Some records
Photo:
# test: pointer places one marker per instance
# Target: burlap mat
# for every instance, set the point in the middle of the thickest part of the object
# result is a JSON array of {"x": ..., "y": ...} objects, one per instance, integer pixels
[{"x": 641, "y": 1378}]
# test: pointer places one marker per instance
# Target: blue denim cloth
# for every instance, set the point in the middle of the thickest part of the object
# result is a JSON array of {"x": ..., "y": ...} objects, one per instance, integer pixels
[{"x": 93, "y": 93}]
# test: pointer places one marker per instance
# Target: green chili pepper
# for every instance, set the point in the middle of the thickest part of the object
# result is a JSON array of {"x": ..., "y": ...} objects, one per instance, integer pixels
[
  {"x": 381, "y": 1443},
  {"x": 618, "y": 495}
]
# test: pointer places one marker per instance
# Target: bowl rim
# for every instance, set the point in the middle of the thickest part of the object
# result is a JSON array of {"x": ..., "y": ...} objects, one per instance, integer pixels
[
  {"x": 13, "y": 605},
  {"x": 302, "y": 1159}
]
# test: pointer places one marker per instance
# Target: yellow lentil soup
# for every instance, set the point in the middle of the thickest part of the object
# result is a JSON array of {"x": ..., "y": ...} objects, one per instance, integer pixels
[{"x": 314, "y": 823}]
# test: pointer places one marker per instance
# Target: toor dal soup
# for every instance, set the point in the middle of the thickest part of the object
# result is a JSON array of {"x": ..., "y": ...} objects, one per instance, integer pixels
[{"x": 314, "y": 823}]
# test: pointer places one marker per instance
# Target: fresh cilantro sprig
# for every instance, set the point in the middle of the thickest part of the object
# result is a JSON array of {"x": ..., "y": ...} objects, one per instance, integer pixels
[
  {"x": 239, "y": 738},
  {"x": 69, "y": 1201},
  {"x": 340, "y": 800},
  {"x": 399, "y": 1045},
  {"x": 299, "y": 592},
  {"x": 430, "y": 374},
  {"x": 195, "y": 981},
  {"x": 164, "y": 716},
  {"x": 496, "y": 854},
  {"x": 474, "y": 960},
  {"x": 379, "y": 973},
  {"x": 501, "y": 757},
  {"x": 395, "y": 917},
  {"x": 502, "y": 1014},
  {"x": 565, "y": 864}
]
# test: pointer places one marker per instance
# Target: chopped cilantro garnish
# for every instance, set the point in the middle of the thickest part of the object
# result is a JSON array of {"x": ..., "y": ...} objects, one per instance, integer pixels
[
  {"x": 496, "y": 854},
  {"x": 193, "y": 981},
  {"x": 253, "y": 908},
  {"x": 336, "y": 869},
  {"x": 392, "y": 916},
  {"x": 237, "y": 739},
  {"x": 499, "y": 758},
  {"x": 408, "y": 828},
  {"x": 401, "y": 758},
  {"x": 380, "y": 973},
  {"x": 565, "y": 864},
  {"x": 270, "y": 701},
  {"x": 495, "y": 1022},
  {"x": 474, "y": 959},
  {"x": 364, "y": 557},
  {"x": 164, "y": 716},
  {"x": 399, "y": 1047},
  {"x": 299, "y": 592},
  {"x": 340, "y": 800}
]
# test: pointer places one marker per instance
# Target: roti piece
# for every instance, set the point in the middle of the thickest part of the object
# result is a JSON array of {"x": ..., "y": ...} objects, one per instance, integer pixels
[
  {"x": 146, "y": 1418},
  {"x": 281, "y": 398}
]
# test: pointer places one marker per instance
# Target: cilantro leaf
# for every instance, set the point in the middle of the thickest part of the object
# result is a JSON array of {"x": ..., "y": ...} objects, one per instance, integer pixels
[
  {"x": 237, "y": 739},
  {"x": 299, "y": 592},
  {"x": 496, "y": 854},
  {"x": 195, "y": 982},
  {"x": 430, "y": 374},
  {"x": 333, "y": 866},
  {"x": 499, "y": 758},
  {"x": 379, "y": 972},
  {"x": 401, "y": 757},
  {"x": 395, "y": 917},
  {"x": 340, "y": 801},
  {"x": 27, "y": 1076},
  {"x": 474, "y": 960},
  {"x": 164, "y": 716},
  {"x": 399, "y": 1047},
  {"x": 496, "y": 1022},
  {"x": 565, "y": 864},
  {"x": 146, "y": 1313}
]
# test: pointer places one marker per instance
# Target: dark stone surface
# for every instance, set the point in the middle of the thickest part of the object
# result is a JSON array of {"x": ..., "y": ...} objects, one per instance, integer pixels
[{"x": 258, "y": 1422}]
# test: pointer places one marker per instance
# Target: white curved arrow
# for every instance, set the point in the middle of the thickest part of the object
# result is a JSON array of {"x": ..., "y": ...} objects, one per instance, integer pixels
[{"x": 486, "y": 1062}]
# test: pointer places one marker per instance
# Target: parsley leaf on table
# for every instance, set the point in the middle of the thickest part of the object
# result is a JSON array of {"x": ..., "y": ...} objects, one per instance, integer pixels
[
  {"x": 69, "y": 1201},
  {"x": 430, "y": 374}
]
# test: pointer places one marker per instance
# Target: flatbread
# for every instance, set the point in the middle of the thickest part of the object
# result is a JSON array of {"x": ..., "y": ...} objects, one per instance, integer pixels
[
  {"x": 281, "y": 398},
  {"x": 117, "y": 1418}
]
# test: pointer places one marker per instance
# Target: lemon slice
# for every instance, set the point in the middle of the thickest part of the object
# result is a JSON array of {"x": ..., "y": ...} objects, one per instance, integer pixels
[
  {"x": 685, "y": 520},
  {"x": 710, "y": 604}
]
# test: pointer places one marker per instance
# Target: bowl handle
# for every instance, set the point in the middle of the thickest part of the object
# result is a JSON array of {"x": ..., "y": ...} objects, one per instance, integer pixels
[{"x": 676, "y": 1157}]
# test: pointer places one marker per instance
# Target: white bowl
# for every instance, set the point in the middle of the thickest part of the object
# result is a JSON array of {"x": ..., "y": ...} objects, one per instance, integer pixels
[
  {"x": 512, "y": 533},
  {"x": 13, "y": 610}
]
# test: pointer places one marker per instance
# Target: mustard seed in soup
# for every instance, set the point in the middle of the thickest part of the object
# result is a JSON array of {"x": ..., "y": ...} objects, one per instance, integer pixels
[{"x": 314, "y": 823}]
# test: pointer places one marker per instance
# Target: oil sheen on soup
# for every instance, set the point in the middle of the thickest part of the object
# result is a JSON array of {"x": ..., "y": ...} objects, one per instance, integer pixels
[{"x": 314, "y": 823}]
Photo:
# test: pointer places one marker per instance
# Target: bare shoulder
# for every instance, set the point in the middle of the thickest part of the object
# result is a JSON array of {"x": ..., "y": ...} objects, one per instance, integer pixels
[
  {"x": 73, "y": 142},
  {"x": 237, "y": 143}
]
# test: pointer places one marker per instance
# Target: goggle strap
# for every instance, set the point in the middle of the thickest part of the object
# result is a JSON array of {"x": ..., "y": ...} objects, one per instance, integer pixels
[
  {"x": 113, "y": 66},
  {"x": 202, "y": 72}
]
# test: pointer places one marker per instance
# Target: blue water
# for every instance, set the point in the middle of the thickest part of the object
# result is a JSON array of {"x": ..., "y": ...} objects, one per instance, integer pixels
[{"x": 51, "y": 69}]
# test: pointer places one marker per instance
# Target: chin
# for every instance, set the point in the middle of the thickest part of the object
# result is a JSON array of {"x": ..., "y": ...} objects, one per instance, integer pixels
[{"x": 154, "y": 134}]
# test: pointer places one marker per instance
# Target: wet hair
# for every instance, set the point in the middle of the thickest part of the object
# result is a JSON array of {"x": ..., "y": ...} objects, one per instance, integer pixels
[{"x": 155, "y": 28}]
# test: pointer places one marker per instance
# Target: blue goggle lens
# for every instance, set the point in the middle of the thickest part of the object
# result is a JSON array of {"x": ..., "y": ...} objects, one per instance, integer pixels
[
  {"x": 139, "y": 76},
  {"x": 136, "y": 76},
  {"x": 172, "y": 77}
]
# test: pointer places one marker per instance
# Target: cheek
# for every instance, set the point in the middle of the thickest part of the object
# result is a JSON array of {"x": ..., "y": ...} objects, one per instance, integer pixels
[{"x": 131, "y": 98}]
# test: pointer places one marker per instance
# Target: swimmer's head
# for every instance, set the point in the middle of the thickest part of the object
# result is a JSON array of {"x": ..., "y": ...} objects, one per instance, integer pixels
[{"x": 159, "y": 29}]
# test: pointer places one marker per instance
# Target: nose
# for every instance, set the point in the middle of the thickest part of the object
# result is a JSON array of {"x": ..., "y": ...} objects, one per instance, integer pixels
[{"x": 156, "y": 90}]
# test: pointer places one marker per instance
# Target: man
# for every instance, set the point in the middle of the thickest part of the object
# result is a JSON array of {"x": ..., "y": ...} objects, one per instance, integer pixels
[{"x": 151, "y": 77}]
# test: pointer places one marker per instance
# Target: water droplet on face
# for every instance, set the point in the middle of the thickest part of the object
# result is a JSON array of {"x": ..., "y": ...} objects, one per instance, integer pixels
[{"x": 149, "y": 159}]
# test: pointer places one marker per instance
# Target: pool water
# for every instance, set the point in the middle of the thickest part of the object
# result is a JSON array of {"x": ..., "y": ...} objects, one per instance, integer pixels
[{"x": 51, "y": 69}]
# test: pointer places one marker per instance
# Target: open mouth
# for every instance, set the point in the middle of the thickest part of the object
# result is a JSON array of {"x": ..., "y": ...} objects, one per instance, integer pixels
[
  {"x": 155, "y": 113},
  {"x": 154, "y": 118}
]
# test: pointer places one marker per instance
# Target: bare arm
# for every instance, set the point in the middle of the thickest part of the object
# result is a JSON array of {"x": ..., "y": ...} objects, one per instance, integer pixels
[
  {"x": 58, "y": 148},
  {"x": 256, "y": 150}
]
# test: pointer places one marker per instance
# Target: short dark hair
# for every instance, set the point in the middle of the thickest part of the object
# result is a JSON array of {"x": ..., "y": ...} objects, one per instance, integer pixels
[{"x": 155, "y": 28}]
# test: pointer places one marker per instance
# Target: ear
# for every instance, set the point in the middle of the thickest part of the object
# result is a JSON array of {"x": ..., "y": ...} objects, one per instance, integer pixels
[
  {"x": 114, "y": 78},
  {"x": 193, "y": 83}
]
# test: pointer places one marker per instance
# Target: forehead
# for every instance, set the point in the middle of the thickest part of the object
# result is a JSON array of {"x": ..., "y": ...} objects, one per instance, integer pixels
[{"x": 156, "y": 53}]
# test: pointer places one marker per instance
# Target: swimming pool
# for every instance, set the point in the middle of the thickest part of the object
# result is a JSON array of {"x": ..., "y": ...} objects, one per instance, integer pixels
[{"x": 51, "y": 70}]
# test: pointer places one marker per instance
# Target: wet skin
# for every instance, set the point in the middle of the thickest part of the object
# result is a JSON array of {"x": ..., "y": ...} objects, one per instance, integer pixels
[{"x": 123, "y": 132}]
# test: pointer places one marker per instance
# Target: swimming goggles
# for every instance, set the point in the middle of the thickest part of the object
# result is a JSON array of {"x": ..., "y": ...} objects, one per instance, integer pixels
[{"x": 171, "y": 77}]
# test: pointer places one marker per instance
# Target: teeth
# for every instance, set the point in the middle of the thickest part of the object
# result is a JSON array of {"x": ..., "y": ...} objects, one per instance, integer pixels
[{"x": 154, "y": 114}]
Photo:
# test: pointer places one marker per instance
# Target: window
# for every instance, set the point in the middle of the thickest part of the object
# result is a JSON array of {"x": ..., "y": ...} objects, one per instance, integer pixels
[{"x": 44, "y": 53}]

> Set problem
List every line of the material that contains the word "leaf".

> Response to this exercise
# Target: cilantro leaf
# Target: parsley leaf on table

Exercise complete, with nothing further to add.